- _Given problem_
Return, word for word, the part of the post about the FIFA bidding vote from "This morning began" up to and including "a clean institution.".

## START Reading passage

Here We Go

So with the voting scheduled to begin around 8 AM Eastern, maybe a quick review of the process is in order.

A brief note: If you've got the time and haven't seen them yet, the presentations from yesterday - Australia, Korea, Qatar, USA and Japan, in that order - are available HERE. The US presentation is remarkably good (and to ESPN, who have been replaying a brief clip of the part when Morgan Freeman discovers he's missing a page of his speech and having a good chuckle - screw you) but I warn you: you may come away with a whole new level of respect for Landon Donovan. He was superb.

This morning began with Benelux minus one, followed by Spain and Portugal, England and Russia.

For England, Prince William, as titular head of the FA and a glamorpuss of the first order, received a special round of applause requested by Sepp Blatter who see himself as royalty anyway.

Let it be noted in passing that two members of the LA Freakin Galaxy of Major League Soccer figured very prominently in the proceedings, which is two more than - well, than any other club in the world.

Let the Euro snobs suck on that one.

In the "All's Fair in Love and War" department, the Spain/Portugal presentation included this impassioned backdoor slap at England from Spains' Angel Villar Llona:

"I love FIFA dearly but those I love the most are my colleagues in the ExCo"

"Recently we have been criticized by many media outlets. Unfortunately for them FIFA is a clean institution.

"You have already heard enough slander in the media, the bidding process is clean regardless of what they say."

The Russians at least had the decency to say mean things behind Englands' back, with Russian Foreign Minister Sergei Lavrov telling reporters in Moscow "We stand for world sport developing according to its own laws, independent of the political environment; and it should especially not be subject to intrigue and blackmail."

There's no word on whether everyone was able to keep a straight face while listening to a top Russian government official complaining about "intrigue".

## END Reading passage
## START Provided records

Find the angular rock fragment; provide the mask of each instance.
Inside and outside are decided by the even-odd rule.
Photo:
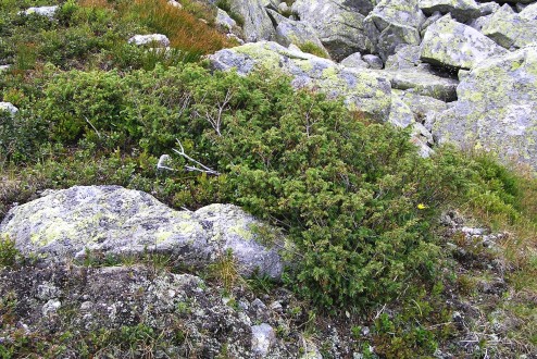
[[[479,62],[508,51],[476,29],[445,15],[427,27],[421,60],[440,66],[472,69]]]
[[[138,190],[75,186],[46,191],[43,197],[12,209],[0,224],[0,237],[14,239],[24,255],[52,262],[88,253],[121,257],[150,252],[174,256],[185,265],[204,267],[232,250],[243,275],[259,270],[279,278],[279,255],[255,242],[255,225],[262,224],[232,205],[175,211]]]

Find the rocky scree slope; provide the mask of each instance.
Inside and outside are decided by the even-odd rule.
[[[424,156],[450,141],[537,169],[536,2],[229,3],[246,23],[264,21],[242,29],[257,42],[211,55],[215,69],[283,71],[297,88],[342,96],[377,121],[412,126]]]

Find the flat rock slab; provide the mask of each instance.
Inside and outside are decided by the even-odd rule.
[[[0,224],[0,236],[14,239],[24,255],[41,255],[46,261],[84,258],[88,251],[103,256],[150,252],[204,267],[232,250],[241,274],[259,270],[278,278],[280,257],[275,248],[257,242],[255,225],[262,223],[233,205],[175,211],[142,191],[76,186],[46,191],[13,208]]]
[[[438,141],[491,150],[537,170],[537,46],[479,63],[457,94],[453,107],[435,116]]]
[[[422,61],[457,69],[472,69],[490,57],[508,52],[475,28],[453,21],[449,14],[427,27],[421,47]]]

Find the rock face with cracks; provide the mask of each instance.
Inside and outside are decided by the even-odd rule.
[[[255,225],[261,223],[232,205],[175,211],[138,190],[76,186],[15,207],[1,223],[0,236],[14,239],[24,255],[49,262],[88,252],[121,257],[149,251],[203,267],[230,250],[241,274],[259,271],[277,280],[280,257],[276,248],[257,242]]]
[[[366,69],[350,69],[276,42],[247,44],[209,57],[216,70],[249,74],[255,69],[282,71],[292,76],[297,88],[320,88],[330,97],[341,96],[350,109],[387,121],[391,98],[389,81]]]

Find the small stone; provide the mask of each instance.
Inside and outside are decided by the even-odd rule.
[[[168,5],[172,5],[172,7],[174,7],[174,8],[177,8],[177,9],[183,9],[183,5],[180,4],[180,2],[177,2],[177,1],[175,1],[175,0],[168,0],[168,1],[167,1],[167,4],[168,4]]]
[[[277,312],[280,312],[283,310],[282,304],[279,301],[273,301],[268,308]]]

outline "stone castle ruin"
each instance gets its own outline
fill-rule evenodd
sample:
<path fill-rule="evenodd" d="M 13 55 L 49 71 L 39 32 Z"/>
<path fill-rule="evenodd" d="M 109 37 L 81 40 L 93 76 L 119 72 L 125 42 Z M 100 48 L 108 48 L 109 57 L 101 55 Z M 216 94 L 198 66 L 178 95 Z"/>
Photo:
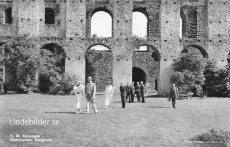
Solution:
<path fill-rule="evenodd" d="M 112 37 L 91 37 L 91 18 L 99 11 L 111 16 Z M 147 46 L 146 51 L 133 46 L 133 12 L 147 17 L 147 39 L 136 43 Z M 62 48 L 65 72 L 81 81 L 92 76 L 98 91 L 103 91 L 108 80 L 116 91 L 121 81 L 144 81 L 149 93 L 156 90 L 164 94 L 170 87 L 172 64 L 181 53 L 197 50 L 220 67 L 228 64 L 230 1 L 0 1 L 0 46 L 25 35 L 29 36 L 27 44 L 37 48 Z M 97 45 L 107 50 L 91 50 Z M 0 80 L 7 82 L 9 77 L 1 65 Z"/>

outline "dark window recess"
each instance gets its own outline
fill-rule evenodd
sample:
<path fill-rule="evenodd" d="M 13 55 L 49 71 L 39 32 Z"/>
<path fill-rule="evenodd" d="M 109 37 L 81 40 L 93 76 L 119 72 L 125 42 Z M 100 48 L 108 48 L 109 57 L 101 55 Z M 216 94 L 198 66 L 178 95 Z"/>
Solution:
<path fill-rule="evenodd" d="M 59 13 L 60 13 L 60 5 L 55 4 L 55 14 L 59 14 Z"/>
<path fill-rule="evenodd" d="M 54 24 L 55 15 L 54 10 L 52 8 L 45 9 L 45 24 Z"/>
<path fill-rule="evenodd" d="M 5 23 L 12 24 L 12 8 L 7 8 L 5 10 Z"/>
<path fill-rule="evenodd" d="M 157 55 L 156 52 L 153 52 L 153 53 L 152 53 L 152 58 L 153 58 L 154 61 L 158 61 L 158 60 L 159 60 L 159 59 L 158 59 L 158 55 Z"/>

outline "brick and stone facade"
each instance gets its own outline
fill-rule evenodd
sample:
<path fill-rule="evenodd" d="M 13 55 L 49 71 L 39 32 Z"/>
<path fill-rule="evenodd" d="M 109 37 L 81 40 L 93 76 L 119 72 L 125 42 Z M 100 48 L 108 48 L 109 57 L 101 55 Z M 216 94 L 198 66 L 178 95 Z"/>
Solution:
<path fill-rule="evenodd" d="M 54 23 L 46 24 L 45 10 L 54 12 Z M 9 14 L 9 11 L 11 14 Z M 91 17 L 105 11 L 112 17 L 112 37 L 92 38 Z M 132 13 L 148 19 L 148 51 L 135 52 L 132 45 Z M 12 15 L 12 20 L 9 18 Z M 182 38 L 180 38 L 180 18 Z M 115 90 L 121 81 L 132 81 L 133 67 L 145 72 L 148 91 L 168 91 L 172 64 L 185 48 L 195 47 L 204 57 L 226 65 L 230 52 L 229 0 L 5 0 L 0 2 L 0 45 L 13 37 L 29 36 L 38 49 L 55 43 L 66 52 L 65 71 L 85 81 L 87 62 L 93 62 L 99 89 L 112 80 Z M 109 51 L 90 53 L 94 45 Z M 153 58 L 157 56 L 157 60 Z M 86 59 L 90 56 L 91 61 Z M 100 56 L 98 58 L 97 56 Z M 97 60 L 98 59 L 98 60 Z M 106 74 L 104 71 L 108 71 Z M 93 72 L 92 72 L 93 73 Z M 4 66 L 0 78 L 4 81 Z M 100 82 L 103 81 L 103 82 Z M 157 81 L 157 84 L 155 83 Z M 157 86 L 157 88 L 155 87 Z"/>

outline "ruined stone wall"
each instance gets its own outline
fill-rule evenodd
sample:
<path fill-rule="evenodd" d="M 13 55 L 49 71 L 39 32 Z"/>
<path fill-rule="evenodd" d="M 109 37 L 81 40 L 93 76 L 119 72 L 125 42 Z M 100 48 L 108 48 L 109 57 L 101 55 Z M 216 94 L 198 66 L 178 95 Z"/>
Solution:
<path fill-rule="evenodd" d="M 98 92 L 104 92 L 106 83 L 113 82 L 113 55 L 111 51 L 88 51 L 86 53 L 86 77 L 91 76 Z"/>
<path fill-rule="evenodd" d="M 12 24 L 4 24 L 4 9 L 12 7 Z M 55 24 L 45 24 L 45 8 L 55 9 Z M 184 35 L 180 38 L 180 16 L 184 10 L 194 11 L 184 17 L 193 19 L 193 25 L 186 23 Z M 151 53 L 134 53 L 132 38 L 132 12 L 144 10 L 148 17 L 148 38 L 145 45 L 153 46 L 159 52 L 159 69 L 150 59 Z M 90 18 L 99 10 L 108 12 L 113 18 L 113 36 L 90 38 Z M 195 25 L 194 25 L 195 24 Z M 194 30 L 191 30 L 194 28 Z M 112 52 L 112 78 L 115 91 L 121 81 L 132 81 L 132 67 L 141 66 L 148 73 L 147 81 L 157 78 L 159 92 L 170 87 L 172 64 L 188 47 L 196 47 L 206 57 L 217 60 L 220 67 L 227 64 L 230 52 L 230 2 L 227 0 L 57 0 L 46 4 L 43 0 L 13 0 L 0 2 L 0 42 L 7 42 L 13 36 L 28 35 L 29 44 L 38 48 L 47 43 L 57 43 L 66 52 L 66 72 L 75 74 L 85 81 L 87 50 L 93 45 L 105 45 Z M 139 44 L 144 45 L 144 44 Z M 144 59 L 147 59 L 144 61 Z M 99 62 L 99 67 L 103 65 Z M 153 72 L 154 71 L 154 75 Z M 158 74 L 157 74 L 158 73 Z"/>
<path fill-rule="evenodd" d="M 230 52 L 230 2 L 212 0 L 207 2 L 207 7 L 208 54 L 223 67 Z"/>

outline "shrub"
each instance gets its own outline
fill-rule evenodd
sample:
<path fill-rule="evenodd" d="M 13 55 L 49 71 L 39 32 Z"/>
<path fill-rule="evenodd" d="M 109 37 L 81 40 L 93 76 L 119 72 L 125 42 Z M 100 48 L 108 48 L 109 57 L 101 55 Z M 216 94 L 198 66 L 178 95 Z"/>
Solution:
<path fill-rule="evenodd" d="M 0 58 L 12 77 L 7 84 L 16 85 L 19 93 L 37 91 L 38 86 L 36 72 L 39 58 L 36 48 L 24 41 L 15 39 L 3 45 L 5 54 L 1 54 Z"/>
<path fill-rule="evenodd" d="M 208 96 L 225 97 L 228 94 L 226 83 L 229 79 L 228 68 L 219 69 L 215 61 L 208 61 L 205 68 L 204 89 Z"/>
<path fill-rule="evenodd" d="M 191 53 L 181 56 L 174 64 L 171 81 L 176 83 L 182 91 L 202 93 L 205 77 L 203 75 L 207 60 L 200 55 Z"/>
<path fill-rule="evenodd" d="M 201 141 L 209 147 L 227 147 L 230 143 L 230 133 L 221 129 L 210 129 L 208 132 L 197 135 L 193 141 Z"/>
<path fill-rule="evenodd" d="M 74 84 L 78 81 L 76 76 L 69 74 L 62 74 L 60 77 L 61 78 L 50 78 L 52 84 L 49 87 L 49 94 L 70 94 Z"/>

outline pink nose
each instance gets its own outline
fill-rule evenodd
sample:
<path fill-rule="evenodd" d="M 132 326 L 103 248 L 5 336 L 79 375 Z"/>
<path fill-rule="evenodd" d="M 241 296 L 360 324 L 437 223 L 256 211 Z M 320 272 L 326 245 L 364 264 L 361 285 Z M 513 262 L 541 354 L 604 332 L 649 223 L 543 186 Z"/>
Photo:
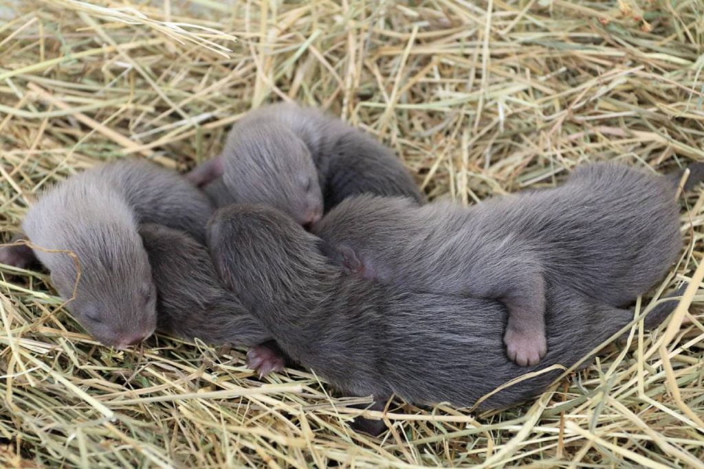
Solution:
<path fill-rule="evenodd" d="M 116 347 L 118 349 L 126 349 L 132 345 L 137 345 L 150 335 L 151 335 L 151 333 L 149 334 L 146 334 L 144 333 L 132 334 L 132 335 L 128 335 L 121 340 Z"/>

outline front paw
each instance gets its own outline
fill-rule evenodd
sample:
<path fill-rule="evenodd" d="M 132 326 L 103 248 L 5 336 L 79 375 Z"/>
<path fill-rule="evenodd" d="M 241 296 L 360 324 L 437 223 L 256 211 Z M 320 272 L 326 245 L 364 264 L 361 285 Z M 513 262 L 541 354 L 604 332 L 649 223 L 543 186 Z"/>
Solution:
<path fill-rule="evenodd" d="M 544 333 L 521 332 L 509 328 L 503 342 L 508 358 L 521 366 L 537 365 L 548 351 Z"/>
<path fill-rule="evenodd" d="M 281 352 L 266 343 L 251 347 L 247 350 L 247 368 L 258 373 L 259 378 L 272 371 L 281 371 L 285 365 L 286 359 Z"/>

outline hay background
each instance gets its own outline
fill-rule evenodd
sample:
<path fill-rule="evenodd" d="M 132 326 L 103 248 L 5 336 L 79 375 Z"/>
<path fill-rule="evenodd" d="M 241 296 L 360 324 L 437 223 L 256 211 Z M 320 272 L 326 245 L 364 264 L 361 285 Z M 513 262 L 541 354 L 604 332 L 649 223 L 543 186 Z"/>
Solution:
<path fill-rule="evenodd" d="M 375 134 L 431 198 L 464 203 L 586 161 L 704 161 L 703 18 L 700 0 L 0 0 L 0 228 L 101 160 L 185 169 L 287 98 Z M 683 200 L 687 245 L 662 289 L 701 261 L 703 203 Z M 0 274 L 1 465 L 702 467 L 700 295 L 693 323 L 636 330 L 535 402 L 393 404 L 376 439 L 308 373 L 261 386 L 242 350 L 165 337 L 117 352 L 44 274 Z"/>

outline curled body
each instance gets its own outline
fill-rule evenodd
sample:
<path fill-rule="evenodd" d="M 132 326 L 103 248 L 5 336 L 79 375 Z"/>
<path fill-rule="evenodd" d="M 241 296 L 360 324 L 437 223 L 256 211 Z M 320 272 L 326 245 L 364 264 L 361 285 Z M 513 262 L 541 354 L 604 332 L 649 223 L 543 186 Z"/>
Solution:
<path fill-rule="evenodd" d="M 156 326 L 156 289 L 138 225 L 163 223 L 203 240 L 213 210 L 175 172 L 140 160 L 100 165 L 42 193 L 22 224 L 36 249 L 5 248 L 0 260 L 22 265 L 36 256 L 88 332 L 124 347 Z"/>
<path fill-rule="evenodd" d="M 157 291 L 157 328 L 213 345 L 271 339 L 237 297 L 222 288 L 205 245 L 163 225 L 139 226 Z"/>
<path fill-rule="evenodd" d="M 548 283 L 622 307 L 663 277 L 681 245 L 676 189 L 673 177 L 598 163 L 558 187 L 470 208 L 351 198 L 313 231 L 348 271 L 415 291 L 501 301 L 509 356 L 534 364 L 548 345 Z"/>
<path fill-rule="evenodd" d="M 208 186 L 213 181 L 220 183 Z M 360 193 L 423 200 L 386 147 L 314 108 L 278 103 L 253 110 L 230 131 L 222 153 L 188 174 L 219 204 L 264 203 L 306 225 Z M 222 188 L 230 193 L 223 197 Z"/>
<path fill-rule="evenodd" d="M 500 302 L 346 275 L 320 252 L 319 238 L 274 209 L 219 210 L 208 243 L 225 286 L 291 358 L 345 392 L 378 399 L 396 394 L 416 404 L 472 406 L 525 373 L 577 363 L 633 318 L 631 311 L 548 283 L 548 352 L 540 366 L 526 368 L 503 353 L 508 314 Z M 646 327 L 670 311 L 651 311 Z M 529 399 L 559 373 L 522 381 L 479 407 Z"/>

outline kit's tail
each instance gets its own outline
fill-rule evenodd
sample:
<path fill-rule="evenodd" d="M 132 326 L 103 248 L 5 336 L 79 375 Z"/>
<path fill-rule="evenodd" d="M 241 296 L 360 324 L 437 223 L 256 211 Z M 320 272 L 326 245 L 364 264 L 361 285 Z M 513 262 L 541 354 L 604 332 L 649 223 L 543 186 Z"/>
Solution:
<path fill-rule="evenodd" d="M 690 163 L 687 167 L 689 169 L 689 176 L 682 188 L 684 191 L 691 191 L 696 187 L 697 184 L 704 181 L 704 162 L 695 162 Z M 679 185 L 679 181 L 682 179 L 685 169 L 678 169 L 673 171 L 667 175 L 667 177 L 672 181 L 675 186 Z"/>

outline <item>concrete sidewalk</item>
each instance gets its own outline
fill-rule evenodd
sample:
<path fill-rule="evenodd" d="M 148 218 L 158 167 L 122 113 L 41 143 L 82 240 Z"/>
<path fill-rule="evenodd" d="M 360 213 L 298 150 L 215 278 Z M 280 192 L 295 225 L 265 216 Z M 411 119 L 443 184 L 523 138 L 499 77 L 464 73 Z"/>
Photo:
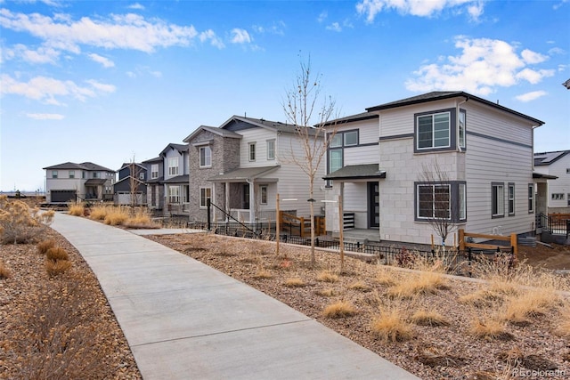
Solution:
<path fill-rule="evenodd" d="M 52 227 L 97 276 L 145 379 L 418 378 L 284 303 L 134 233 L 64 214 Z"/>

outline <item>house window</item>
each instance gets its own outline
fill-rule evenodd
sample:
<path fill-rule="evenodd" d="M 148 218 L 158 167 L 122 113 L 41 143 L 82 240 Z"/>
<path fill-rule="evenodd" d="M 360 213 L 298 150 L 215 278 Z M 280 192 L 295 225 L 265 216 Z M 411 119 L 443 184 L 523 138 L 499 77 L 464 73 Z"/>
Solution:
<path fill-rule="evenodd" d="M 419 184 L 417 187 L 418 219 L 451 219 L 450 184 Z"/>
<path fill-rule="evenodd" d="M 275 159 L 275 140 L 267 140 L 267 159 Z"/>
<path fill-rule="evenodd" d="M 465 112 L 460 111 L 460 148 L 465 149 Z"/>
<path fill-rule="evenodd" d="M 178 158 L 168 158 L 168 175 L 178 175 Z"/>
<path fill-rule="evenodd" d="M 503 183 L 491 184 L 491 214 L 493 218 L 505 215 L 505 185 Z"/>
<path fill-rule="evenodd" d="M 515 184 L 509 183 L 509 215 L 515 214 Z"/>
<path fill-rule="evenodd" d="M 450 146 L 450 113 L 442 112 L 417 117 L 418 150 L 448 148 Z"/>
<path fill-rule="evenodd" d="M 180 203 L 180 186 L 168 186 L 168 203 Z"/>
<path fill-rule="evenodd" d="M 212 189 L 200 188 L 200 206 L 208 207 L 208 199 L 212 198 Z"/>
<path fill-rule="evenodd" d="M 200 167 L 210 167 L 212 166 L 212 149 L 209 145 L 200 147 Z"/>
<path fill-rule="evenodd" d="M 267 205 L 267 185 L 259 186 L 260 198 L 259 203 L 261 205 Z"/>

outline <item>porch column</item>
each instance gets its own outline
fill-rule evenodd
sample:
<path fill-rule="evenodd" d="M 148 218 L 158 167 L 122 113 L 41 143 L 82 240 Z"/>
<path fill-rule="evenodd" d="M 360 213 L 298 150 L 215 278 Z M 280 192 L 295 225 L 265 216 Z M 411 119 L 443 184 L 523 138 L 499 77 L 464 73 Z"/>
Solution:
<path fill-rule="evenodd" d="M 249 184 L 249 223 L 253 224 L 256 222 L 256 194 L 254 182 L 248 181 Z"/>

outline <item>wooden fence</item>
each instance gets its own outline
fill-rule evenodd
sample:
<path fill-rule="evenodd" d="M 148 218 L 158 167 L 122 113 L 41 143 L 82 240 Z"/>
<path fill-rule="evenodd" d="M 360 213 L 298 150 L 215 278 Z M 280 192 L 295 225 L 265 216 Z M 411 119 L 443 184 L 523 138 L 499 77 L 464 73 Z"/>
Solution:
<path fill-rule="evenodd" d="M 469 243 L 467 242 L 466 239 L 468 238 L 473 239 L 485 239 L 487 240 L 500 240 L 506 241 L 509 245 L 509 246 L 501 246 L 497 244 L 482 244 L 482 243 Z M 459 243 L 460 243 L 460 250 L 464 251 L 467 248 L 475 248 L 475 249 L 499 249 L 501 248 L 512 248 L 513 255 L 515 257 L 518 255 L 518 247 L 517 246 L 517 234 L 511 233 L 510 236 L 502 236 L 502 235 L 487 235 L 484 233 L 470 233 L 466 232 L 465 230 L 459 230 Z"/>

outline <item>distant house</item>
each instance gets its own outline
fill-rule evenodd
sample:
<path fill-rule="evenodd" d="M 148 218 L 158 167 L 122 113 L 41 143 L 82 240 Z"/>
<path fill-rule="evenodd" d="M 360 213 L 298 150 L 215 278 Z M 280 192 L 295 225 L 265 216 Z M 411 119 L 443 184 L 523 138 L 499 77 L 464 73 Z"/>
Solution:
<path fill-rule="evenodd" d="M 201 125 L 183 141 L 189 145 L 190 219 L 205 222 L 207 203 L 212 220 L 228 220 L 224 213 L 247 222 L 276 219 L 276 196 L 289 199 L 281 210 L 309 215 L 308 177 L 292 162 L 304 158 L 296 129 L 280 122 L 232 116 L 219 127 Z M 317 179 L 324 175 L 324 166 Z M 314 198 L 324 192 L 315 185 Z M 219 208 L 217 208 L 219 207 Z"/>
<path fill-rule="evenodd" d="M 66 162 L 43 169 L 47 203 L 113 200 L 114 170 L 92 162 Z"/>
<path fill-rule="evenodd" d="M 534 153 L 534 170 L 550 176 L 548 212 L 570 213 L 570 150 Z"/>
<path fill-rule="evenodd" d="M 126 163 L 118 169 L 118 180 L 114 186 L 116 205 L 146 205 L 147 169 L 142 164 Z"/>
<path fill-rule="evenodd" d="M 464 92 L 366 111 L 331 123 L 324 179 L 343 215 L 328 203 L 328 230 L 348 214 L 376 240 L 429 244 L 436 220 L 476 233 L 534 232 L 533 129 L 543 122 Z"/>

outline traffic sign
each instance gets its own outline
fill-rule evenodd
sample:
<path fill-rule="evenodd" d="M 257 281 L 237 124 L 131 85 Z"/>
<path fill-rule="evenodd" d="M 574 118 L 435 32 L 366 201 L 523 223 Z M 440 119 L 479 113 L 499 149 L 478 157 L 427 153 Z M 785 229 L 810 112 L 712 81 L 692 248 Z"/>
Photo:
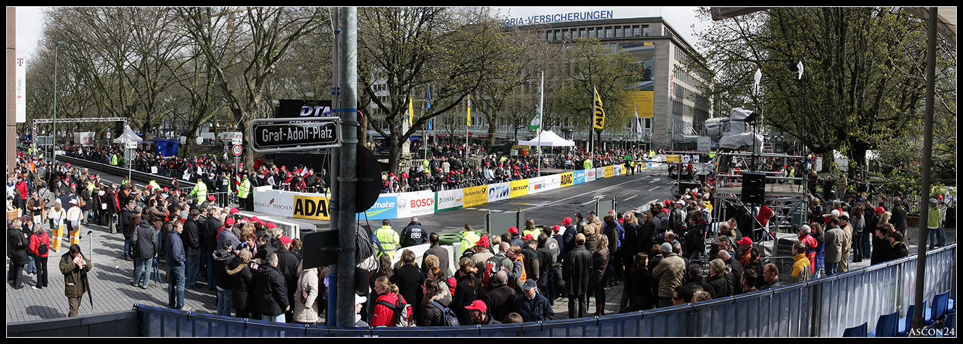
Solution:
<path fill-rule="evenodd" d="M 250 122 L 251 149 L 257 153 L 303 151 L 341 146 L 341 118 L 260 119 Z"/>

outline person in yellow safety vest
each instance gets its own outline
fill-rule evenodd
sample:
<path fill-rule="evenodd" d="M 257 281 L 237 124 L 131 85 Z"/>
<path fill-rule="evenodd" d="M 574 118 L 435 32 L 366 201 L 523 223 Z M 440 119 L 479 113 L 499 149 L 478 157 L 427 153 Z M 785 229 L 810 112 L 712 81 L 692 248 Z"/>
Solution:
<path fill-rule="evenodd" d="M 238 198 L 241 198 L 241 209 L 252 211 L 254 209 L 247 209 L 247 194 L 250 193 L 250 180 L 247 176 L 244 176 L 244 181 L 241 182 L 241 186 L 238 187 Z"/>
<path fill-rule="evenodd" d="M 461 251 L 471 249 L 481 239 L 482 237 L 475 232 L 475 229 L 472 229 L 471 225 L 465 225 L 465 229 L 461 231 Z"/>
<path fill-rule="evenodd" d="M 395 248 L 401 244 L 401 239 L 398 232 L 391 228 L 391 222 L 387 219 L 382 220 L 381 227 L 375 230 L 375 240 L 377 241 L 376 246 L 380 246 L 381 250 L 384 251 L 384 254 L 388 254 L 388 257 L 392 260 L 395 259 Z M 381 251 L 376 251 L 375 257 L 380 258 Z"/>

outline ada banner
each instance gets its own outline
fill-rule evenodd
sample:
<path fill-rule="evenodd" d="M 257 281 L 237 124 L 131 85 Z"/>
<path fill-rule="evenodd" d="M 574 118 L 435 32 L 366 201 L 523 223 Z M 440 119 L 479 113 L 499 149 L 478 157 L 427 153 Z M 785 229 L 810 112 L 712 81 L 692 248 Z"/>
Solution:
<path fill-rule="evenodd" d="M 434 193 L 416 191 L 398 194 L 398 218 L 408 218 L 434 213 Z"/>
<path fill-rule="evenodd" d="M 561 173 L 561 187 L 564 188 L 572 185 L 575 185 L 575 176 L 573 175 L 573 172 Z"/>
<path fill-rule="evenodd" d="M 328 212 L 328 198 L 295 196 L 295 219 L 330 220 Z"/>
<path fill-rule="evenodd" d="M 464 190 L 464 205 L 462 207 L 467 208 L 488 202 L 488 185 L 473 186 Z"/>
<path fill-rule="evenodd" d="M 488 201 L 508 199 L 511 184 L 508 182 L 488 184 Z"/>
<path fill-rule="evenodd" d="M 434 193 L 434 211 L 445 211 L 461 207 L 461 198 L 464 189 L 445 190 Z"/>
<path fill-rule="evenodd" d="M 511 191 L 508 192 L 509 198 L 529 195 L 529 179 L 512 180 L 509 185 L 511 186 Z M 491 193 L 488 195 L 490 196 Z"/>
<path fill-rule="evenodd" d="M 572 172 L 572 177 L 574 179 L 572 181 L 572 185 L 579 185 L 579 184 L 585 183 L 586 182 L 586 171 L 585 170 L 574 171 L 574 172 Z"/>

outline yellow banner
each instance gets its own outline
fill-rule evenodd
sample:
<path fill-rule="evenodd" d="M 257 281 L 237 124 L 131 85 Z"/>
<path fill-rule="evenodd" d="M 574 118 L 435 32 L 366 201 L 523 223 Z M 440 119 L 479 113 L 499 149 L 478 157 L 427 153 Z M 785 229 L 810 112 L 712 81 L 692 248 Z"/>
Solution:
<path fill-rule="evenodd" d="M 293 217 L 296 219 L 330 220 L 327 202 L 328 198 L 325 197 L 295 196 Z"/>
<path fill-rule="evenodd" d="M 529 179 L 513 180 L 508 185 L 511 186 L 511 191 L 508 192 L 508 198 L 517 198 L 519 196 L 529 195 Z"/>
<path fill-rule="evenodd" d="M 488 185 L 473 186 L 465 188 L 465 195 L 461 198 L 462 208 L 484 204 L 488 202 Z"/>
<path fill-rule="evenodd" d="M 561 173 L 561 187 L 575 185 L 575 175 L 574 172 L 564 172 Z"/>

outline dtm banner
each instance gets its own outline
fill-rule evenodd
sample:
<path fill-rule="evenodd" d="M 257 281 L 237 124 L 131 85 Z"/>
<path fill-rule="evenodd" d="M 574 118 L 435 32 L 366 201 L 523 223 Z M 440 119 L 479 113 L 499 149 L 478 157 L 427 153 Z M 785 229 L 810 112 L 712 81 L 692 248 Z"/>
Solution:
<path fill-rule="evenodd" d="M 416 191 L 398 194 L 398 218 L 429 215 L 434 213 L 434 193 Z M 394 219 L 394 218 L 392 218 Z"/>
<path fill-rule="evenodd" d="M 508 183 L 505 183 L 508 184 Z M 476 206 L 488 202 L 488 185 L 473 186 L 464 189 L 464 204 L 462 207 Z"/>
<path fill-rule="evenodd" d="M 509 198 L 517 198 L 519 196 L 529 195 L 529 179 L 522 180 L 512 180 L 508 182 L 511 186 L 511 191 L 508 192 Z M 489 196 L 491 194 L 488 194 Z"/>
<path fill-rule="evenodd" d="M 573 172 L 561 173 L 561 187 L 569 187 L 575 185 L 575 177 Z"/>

## END Provided records

- _Output below_
This morning began with Benelux minus one, followed by Spain and Portugal, England and Russia.

For England, Prince William, as titular head of the FA and a glamorpuss of the first order, received a special round of applause requested by Sepp Blatter who see himself as royalty anyway.

Let it be noted in passing that two members of the LA Freakin Galaxy of Major League Soccer figured very prominently in the proceedings, which is two more than - well, than any other club in the world.

Let the Euro snobs suck on that one.

In the "All's Fair in Love and War" department, the Spain/Portugal presentation included this impassioned backdoor slap at England from Spains' Angel Villar Llona:

"I love FIFA dearly but those I love the most are my colleagues in the ExCo"

"Recently we have been criticized by many media outlets. Unfortunately for them FIFA is a clean institution.